[PROBLEM] Count how many lines of the data below contain the string "hillside", and give only that number.

(Point-annotation data)
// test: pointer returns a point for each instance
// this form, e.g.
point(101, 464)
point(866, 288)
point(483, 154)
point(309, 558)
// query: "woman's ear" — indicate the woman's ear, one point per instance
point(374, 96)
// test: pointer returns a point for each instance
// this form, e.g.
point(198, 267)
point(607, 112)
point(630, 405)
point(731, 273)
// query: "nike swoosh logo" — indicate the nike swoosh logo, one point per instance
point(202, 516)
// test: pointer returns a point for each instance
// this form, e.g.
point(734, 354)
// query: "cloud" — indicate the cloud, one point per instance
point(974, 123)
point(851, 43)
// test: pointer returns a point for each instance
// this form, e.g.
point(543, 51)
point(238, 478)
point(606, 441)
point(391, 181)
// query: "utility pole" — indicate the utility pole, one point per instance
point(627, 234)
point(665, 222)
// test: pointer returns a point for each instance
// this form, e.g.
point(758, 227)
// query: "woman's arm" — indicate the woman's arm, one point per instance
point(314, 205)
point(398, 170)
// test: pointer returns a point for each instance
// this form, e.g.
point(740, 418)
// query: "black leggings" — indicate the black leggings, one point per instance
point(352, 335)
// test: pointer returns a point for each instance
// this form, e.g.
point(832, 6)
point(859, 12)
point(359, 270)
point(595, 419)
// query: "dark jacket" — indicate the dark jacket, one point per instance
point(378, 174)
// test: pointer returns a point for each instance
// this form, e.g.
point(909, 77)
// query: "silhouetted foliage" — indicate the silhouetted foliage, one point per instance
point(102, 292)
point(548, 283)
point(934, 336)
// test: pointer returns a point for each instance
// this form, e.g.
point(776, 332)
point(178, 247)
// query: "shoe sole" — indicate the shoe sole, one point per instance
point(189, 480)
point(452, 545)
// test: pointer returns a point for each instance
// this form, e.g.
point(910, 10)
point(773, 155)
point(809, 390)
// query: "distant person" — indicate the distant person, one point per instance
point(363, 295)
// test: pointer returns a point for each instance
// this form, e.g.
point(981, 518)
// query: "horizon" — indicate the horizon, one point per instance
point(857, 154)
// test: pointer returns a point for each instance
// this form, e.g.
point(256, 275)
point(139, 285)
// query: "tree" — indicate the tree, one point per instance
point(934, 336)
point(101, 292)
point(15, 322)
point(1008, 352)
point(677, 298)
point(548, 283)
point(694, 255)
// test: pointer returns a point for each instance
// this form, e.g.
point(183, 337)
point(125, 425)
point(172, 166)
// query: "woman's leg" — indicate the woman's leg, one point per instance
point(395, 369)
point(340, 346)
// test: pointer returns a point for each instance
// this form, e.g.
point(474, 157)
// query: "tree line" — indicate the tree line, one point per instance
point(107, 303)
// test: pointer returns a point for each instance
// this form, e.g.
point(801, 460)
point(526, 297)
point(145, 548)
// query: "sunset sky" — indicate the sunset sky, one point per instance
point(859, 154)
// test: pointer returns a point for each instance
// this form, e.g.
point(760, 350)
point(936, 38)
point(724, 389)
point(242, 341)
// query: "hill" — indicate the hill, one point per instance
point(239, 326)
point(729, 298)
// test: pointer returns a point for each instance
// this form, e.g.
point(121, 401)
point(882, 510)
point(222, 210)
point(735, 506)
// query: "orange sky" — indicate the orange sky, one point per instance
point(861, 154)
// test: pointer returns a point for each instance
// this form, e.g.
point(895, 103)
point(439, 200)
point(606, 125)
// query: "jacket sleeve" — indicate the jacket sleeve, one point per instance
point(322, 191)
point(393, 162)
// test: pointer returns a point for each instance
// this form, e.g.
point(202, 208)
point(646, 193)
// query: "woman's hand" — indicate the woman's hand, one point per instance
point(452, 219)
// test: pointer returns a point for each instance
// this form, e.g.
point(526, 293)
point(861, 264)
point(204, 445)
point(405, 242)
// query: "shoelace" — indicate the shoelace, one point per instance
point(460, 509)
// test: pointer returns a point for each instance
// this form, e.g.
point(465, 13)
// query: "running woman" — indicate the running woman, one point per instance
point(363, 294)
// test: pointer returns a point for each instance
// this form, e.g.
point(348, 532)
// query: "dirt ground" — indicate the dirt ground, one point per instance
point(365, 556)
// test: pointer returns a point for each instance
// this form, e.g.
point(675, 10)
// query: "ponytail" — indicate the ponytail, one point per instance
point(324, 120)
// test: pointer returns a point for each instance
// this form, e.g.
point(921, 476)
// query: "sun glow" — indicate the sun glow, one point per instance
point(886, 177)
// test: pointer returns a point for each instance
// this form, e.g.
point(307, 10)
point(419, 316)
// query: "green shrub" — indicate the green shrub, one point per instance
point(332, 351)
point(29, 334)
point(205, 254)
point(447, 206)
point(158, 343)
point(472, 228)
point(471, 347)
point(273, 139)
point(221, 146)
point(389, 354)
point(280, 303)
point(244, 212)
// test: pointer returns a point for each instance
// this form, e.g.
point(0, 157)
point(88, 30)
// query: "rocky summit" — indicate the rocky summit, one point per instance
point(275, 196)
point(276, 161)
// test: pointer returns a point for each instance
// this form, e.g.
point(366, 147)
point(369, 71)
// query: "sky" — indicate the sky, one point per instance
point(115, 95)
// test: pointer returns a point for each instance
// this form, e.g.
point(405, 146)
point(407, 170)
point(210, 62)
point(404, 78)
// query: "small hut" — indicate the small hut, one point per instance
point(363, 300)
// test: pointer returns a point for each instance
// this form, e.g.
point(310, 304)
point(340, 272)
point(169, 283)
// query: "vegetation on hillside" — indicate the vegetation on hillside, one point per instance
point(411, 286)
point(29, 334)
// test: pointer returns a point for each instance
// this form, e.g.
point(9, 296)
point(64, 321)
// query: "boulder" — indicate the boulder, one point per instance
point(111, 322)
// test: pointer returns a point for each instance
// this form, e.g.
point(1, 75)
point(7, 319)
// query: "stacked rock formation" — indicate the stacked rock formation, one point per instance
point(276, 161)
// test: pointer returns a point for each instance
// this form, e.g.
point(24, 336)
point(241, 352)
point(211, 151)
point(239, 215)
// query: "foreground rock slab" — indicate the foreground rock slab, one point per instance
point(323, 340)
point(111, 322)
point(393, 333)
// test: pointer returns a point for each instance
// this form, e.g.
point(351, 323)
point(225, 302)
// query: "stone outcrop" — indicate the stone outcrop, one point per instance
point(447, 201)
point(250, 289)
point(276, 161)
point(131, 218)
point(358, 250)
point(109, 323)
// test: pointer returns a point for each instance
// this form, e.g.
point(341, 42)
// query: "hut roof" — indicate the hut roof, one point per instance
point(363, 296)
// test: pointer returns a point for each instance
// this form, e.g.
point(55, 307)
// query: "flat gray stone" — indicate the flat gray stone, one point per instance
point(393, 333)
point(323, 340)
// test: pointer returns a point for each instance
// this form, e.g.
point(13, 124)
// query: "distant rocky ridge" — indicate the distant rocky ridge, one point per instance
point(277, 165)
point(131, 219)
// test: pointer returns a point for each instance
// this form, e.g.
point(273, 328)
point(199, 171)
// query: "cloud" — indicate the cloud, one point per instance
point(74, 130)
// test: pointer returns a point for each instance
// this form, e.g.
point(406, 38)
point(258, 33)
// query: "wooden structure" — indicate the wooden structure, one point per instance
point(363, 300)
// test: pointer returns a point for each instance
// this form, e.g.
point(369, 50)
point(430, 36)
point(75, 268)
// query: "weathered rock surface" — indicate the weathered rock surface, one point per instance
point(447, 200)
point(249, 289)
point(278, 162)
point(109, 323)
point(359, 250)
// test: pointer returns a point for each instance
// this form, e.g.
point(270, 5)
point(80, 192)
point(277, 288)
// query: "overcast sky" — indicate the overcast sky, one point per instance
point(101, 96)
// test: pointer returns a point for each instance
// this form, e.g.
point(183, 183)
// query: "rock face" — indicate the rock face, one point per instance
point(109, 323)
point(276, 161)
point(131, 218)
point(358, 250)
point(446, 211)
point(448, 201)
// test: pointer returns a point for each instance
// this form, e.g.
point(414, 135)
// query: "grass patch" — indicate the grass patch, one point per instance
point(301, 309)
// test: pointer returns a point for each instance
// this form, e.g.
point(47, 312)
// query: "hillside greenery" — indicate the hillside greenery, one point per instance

[ANSWER BELOW] 2